THE TASK
Copy the records from the line with "Locate every instance of the man's" through the end of the records, changing every "brick" to "stone" and leaving everything else the same.

======

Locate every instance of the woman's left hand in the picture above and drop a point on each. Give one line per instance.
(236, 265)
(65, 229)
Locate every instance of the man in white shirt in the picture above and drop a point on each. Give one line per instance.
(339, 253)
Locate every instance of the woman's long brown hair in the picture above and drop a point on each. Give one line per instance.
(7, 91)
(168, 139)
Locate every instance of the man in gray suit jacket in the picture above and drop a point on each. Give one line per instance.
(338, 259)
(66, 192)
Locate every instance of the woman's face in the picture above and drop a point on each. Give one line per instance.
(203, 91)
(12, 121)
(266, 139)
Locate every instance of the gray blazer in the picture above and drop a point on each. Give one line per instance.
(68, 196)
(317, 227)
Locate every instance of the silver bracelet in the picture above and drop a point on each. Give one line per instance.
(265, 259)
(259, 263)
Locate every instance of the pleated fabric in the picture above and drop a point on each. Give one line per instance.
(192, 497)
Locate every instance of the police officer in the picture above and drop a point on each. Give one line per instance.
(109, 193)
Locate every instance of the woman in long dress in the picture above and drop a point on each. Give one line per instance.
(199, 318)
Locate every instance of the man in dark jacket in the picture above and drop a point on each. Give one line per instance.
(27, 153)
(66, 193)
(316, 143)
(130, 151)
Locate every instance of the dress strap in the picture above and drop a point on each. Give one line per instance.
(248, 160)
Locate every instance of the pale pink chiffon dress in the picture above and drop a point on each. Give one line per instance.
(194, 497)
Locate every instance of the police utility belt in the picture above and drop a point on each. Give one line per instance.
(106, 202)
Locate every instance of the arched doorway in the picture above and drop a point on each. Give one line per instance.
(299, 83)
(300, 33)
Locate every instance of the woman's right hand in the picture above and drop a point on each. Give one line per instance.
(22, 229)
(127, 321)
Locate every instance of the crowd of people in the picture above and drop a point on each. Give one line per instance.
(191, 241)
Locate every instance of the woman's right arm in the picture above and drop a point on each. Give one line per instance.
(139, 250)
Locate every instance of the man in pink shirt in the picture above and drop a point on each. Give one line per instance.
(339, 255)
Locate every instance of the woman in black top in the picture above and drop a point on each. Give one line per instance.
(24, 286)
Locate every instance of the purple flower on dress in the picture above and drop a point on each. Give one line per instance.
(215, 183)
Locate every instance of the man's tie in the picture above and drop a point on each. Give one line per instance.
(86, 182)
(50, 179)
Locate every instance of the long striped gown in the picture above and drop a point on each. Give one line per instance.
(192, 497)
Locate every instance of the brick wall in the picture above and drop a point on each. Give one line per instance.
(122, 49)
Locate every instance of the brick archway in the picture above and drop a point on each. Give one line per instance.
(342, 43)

======

RESPONSE BELOW
Locate every instance of the man's tie in the picture above and drop a point on each. Give one line per instance.
(86, 182)
(50, 179)
Locate every instance of the long striped gown in the picture above and drop a point on each. Give one line per instance.
(192, 497)
Locate every instance of the stone wall in the picture above and drop a point on each. Give one line per instance.
(122, 49)
Locate every instance of the stone archway in the picture above and drop a point on each. Give one line per instance.
(342, 43)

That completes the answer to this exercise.